=== Task prompt ===
Could you reproduce the lines below from the one with "Target: boat hull" through the one with "Where can the arched window"? Keep both ends and add nothing.
::::::
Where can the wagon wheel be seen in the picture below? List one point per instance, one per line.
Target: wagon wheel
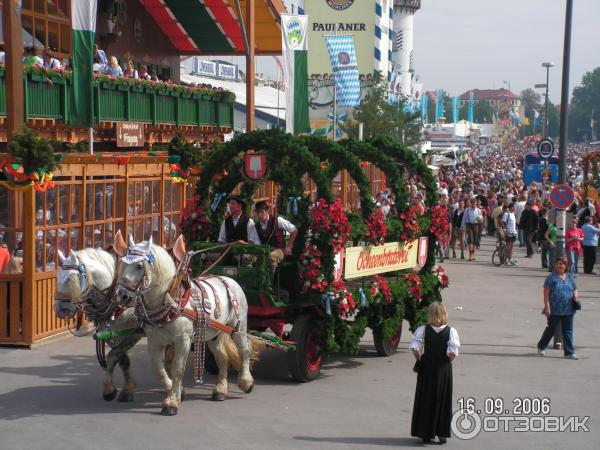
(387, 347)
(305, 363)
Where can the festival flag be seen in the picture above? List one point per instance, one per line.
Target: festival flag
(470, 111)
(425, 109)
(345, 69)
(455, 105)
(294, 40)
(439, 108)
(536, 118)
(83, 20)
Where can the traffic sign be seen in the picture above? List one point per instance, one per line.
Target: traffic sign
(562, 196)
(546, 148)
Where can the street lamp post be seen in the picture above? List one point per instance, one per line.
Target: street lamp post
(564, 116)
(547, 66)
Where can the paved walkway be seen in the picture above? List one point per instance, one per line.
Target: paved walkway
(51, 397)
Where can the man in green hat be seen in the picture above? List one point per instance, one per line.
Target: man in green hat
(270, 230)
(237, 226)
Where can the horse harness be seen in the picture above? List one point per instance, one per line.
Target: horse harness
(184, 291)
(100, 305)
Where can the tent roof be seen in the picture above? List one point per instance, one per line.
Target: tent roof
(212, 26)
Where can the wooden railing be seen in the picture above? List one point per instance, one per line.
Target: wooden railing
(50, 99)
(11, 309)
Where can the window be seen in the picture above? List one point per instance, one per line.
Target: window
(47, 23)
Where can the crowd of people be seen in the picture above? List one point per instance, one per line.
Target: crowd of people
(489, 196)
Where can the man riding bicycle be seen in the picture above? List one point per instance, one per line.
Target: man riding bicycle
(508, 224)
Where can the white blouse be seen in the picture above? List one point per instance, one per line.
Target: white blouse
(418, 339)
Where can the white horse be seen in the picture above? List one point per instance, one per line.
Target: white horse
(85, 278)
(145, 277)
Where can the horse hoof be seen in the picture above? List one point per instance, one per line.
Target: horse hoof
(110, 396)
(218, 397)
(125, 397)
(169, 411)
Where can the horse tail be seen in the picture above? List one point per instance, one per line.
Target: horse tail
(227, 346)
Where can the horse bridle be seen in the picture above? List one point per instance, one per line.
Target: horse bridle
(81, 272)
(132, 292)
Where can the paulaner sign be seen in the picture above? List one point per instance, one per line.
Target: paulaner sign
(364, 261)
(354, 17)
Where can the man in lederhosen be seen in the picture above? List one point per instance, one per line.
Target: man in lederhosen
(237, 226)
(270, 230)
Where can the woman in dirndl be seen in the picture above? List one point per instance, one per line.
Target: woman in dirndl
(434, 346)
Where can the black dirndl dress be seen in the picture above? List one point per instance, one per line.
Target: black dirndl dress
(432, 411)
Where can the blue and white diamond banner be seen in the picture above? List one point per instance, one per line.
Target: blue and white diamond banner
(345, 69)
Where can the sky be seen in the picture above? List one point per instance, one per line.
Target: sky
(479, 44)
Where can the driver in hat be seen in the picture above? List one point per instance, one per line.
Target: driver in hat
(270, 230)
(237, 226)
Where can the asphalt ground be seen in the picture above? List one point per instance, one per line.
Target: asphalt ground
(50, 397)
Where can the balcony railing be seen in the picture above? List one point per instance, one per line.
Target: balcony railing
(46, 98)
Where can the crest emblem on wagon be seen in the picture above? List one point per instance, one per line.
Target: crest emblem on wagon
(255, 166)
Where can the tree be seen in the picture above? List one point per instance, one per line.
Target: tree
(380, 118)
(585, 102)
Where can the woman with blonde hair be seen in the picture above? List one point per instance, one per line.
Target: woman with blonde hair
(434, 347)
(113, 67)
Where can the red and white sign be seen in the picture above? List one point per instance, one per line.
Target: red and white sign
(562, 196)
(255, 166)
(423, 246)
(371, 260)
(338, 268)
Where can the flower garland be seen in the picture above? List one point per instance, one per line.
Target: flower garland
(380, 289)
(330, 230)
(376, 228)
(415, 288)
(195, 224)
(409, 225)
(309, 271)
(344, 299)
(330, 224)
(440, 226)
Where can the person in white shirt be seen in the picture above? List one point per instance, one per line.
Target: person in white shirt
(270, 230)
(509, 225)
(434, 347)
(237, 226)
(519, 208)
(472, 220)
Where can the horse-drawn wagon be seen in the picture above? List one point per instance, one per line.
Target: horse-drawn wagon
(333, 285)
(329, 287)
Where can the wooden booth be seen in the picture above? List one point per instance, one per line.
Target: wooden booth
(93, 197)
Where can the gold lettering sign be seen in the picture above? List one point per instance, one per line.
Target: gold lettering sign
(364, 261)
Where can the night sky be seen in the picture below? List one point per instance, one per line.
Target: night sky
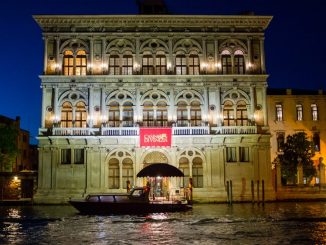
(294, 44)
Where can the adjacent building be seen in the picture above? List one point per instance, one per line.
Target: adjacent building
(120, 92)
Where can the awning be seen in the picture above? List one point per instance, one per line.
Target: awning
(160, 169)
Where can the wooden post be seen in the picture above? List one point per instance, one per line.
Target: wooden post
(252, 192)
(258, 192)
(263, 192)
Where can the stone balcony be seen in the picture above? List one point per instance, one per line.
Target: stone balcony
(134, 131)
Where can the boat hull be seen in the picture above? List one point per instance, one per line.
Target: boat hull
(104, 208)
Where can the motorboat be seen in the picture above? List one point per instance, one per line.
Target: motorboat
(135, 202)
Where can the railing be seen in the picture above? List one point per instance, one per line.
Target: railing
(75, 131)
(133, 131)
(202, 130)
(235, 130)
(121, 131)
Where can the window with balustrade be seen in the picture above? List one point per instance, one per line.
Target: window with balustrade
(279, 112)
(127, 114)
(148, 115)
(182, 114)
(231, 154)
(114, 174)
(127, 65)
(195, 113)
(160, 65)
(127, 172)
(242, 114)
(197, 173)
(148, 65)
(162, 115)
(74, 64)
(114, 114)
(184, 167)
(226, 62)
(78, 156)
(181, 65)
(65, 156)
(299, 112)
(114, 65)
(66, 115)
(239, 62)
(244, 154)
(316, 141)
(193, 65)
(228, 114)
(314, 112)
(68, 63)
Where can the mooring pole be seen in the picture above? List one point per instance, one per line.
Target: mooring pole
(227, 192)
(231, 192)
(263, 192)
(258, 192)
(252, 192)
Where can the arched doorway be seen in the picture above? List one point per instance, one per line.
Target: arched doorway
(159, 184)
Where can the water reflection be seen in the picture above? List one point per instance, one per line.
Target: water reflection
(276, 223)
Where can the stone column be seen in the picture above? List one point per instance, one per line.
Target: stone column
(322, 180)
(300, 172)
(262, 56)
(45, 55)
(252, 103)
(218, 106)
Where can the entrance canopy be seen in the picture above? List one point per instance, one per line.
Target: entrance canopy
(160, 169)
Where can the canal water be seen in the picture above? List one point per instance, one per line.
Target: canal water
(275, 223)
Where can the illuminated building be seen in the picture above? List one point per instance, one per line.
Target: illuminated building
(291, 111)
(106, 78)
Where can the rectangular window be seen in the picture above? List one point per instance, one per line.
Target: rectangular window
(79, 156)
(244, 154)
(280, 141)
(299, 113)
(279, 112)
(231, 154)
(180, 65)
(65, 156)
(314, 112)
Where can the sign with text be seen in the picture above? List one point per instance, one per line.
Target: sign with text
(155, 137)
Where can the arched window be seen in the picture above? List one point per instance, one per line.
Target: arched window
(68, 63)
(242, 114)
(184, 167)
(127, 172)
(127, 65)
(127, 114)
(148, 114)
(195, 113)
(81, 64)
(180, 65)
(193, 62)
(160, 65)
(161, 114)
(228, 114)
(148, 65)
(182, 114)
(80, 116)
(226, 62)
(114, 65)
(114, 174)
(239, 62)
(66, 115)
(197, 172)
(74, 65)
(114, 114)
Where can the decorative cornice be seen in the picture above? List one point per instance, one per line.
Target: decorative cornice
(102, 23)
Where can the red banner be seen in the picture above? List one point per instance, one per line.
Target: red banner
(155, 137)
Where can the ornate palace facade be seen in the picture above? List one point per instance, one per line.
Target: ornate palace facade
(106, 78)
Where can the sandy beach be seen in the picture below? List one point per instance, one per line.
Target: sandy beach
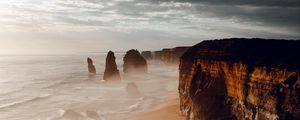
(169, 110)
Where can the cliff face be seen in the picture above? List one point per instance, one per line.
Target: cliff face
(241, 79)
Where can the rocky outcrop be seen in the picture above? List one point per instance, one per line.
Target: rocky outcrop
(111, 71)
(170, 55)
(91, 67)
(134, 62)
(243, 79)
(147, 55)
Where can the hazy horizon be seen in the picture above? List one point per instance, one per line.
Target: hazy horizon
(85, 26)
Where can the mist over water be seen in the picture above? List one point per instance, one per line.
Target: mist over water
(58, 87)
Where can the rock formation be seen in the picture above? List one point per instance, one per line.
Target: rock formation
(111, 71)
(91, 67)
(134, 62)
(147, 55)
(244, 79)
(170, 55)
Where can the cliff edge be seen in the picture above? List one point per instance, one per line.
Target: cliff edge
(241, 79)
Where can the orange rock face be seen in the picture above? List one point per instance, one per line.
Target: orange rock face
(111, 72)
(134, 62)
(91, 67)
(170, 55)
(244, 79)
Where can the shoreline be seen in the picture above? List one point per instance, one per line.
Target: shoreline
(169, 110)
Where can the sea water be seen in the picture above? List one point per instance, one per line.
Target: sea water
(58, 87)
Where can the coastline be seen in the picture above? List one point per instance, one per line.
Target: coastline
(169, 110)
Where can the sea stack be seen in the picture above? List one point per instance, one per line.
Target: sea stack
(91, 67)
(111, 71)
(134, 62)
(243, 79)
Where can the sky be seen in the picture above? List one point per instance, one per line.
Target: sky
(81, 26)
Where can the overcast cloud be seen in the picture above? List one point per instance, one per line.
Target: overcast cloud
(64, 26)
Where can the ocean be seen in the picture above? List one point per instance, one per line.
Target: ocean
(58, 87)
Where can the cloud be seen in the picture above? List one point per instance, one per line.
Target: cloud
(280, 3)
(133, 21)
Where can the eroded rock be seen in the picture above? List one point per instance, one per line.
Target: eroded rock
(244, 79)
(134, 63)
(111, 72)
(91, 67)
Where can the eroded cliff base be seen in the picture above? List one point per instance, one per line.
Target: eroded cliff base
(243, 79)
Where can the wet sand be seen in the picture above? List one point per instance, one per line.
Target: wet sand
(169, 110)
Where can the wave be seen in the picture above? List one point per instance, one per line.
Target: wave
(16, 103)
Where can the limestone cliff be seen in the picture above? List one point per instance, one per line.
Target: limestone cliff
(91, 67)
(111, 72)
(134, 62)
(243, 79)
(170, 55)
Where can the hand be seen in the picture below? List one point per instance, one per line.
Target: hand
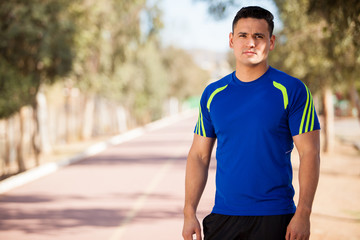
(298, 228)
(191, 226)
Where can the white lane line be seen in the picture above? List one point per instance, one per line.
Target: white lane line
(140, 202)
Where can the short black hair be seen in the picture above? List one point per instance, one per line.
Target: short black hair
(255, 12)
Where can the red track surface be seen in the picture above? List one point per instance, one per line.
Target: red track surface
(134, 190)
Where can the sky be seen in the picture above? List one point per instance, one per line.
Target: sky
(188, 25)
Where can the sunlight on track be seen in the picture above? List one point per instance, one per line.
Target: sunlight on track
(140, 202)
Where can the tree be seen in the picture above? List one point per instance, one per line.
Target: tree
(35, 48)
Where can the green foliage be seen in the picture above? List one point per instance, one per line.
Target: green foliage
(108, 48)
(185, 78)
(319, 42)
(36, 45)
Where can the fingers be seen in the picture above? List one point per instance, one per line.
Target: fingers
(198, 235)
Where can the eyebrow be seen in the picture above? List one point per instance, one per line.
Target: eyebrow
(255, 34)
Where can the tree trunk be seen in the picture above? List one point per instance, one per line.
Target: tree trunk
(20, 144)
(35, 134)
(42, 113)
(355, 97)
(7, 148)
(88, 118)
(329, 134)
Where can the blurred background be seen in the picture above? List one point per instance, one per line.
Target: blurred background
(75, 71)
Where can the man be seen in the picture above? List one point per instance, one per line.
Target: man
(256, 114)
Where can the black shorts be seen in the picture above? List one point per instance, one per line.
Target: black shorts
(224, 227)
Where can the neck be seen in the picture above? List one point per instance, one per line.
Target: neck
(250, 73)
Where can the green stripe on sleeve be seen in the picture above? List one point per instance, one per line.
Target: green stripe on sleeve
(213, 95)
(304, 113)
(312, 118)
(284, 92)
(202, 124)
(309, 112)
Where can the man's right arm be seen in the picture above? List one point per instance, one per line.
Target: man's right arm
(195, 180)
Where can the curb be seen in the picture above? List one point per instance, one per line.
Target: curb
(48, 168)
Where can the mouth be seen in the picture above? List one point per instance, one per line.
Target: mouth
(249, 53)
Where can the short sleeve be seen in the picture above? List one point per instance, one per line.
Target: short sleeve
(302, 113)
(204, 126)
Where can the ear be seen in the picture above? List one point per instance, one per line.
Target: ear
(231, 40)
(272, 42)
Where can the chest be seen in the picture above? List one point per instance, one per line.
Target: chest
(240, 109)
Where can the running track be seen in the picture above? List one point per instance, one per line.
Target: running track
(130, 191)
::::::
=== Answer ===
Target: boat hull
(104, 208)
Where can the motorboat be seen in the picture above? List one point per instance, one per line.
Target: motorboat
(135, 202)
Where can the railing be seen in the picture above? List one point per instance, one per line.
Target: railing
(75, 131)
(133, 131)
(202, 130)
(235, 130)
(121, 131)
Where can the window with balustrade be seen in the picture above? List one point per instance, one per line.
Target: window with balustrade
(279, 112)
(127, 114)
(148, 115)
(182, 114)
(231, 154)
(114, 174)
(127, 65)
(195, 113)
(160, 65)
(127, 172)
(242, 114)
(197, 173)
(148, 65)
(162, 115)
(74, 64)
(114, 114)
(184, 167)
(226, 62)
(78, 156)
(181, 65)
(65, 156)
(299, 112)
(114, 65)
(66, 115)
(239, 62)
(244, 154)
(316, 141)
(193, 65)
(228, 114)
(314, 112)
(68, 63)
Where can the mooring pole be seen in the picture above? List one point per instance, one per line.
Target: mooring pole
(227, 192)
(231, 192)
(263, 192)
(258, 192)
(252, 192)
Where can the arched doorway be seen in the picture above? List one point per instance, one per line.
Target: arched doorway
(159, 184)
Where can the water reflection be seen in the picture above? List one point per instance, one per line.
Target: water reflection
(276, 223)
Where can the stone column be seen in the picture above? List one point per instance, one per line.
Target: stone column
(322, 180)
(300, 172)
(262, 56)
(45, 55)
(252, 103)
(218, 106)
Where can the entrance canopy be seen in the picture above? List one point per instance, one per line.
Target: entrance canopy
(160, 169)
Where can the canal water be seen in the picture above? List one point per instance, one per line.
Target: canal water
(275, 223)
Where can the illuminated building be seen in the picture above? List one point per instance, one per line.
Target: illuminated building
(291, 111)
(106, 78)
Where can the rectangular window be seen in the picture above? List one point per instance, one per line.
Target: rectangular window
(79, 156)
(244, 154)
(280, 141)
(299, 113)
(279, 112)
(231, 154)
(180, 65)
(65, 156)
(314, 112)
Where can the sign with text be seen in the picture above? List one point per instance, one per line.
Target: sign with text
(155, 137)
Where can the arched window be seen in the picture above? List one point per instance, one per line.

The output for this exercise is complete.